# Dataset excerpts

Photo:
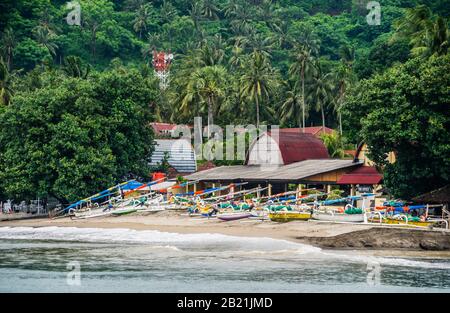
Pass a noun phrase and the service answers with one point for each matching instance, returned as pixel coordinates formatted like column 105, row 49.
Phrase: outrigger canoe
column 397, row 221
column 234, row 216
column 338, row 217
column 123, row 211
column 285, row 216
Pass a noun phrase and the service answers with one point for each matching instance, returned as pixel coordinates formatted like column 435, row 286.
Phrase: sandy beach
column 324, row 235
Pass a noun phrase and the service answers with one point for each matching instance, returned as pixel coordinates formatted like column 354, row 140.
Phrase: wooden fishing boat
column 125, row 211
column 399, row 221
column 287, row 216
column 233, row 216
column 338, row 217
column 89, row 214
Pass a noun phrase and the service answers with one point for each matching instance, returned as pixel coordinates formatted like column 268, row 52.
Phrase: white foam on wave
column 235, row 246
column 401, row 262
column 122, row 235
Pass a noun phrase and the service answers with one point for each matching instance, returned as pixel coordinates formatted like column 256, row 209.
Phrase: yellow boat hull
column 289, row 216
column 391, row 221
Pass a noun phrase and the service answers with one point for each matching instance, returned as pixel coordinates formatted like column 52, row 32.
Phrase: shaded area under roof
column 441, row 195
column 181, row 154
column 364, row 175
column 293, row 172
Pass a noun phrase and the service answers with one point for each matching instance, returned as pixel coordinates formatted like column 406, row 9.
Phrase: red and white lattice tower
column 161, row 64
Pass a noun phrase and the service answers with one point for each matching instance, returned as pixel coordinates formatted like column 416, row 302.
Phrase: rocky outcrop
column 385, row 238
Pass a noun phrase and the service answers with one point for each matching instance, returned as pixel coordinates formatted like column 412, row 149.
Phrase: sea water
column 57, row 259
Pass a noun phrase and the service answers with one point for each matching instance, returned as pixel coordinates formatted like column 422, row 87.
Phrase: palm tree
column 211, row 52
column 320, row 90
column 308, row 38
column 210, row 10
column 141, row 19
column 257, row 81
column 242, row 20
column 196, row 13
column 258, row 42
column 231, row 8
column 8, row 46
column 208, row 84
column 6, row 91
column 301, row 66
column 439, row 41
column 45, row 38
column 291, row 106
column 73, row 67
column 428, row 34
column 343, row 77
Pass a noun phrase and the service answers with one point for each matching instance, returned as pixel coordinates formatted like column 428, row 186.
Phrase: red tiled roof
column 159, row 127
column 315, row 130
column 364, row 175
column 297, row 147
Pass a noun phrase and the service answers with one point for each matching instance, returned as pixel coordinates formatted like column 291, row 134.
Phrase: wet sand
column 324, row 235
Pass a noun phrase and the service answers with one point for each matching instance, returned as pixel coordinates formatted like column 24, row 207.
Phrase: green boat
column 123, row 211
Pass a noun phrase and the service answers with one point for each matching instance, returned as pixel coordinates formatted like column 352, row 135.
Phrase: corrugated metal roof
column 294, row 147
column 313, row 130
column 364, row 175
column 292, row 172
column 181, row 154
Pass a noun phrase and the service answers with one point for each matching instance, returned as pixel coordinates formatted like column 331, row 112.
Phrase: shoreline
column 319, row 234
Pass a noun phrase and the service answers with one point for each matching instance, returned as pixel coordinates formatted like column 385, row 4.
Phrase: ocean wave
column 223, row 246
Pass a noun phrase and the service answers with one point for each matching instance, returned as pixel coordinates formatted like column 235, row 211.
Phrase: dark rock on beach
column 385, row 238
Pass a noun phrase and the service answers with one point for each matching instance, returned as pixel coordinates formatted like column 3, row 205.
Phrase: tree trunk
column 257, row 112
column 323, row 118
column 303, row 98
column 210, row 116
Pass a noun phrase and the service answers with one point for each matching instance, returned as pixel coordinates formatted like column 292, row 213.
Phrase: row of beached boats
column 225, row 204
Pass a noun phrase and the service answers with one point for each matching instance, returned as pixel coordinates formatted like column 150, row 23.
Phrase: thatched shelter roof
column 441, row 195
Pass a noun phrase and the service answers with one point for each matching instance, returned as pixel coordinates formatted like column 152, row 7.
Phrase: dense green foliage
column 71, row 137
column 294, row 63
column 407, row 110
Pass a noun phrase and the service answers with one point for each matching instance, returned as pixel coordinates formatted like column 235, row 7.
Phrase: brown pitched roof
column 364, row 175
column 441, row 195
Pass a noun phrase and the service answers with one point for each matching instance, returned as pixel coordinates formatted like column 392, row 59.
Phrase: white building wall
column 265, row 151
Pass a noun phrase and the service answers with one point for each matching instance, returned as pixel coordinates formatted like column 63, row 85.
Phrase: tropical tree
column 196, row 13
column 320, row 90
column 141, row 19
column 334, row 144
column 209, row 85
column 74, row 67
column 427, row 33
column 46, row 39
column 343, row 77
column 6, row 91
column 8, row 43
column 257, row 82
column 210, row 10
column 302, row 65
column 291, row 107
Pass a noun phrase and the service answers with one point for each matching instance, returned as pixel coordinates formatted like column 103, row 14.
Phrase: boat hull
column 233, row 216
column 283, row 217
column 123, row 212
column 391, row 221
column 339, row 217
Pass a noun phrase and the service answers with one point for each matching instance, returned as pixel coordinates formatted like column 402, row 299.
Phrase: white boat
column 233, row 216
column 89, row 214
column 338, row 217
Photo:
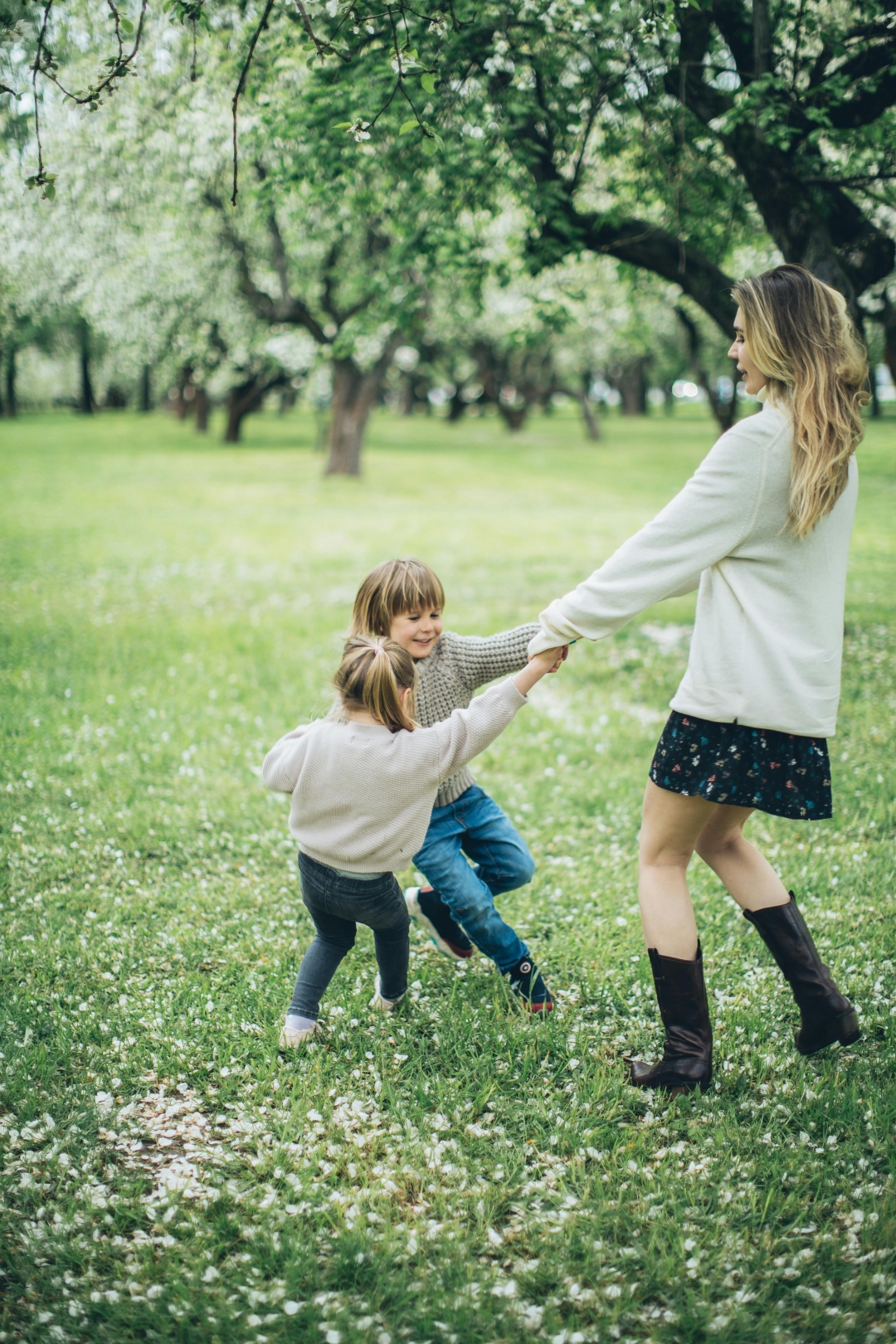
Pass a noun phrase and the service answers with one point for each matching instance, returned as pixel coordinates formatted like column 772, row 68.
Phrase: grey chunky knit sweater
column 453, row 671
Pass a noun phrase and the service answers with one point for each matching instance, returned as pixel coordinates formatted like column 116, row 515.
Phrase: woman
column 762, row 528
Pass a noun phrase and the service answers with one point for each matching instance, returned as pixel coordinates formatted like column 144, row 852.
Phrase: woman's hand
column 563, row 654
column 538, row 667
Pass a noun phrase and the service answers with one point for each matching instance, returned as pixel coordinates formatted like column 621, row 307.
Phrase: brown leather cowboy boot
column 826, row 1015
column 681, row 997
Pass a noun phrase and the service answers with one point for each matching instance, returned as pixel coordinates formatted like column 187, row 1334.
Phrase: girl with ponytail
column 762, row 530
column 363, row 784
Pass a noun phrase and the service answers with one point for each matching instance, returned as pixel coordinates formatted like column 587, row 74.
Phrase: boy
column 403, row 600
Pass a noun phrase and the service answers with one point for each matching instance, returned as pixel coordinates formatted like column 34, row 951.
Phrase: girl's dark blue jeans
column 338, row 905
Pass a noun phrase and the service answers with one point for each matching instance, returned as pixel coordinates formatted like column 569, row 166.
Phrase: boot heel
column 816, row 1036
column 848, row 1029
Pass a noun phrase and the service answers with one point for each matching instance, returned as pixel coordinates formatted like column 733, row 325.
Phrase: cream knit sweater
column 362, row 795
column 768, row 629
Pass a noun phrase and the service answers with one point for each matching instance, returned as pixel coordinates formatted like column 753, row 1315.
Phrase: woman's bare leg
column 670, row 830
column 747, row 874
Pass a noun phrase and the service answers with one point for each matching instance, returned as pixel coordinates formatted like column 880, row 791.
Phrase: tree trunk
column 592, row 431
column 512, row 416
column 724, row 411
column 631, row 385
column 182, row 399
column 202, row 409
column 240, row 403
column 457, row 407
column 86, row 401
column 11, row 407
column 145, row 388
column 355, row 394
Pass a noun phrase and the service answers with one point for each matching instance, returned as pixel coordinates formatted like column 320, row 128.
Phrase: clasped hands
column 562, row 650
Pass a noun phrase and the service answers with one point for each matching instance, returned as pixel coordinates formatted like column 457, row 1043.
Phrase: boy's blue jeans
column 476, row 827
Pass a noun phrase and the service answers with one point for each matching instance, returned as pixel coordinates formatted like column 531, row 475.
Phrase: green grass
column 458, row 1172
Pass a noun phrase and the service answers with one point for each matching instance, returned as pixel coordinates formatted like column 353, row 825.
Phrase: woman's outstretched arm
column 705, row 522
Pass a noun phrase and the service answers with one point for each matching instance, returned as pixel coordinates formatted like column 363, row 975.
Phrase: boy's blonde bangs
column 392, row 589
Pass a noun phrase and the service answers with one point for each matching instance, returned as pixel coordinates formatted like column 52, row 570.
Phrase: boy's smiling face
column 416, row 631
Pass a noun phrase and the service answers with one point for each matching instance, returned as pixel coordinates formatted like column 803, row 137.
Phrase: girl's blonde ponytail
column 801, row 338
column 373, row 675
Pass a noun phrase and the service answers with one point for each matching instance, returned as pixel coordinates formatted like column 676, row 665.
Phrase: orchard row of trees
column 518, row 197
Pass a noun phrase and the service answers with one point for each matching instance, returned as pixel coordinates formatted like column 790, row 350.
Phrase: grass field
column 458, row 1172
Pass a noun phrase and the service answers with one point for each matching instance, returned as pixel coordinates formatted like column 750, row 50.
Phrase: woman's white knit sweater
column 768, row 629
column 362, row 795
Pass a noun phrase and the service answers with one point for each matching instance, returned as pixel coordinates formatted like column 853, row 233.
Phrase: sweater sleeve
column 466, row 733
column 479, row 659
column 284, row 761
column 699, row 527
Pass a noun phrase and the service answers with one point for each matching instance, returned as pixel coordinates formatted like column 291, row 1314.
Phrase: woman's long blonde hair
column 801, row 338
column 373, row 675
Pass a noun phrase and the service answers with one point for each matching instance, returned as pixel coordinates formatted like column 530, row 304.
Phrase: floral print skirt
column 746, row 767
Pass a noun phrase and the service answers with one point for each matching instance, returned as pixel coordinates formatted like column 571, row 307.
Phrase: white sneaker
column 289, row 1038
column 383, row 1004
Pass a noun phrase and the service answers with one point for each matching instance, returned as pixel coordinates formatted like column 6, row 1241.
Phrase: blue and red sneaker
column 527, row 981
column 430, row 914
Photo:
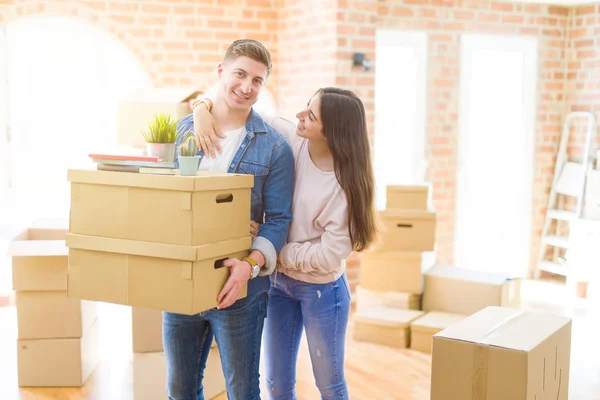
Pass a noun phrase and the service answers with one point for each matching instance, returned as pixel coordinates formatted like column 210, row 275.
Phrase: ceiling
column 560, row 2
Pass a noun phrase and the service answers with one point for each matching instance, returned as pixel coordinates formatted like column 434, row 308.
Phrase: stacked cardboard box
column 155, row 241
column 502, row 353
column 391, row 275
column 57, row 336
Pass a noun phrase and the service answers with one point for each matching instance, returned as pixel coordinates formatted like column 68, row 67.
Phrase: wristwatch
column 255, row 267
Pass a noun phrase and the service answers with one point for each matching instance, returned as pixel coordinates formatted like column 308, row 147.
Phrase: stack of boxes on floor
column 389, row 297
column 156, row 243
column 403, row 290
column 503, row 353
column 57, row 342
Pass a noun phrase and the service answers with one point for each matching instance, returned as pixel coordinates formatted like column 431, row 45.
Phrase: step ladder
column 569, row 180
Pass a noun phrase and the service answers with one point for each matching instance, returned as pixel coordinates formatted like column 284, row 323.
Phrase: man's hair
column 249, row 48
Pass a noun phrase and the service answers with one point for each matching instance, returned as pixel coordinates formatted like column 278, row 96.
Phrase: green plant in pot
column 188, row 160
column 161, row 137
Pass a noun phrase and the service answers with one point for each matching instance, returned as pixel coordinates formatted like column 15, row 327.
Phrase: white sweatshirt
column 319, row 240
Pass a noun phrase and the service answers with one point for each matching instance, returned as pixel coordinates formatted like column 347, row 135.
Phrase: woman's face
column 309, row 120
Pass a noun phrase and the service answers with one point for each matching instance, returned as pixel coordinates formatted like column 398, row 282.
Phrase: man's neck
column 228, row 119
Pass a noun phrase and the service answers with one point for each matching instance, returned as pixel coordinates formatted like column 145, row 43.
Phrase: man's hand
column 254, row 228
column 207, row 132
column 239, row 275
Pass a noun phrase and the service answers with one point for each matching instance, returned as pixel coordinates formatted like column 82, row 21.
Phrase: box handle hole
column 224, row 198
column 219, row 263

# Set exercise
Copy the lines of the material above from the line with "853, row 233." up to and including the line with "column 699, row 527", reproducing them unchanged.

# Output of the exercise
Pass a noun phrase and the service answers with one point for each matching instance, returned as pixel coordinates formatted like column 853, row 233.
Phrase: sweater sleeve
column 466, row 733
column 479, row 659
column 284, row 761
column 699, row 527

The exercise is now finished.